WHAT TO DO:
Copy out each line of the material in which the word "blue" appears.

═══ DATA FOR THE TASK ═══

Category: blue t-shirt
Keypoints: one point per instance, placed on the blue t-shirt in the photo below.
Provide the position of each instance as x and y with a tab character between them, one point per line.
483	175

═══
═══ DATA FOR THE TASK ═══

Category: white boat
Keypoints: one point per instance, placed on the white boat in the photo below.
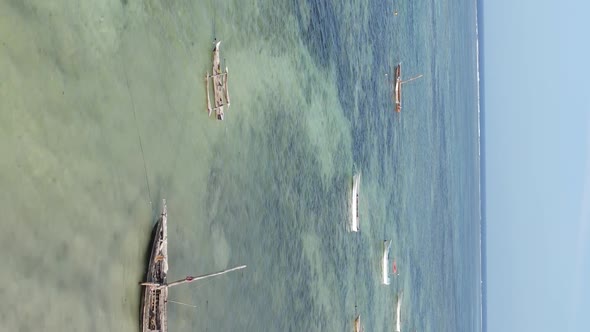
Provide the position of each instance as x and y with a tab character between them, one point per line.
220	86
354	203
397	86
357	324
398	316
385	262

═══

FINISHED EXERCISE:
Category: blue t-shirt
Keypoints: one point per instance, placed on the blue t-shirt in the photo below.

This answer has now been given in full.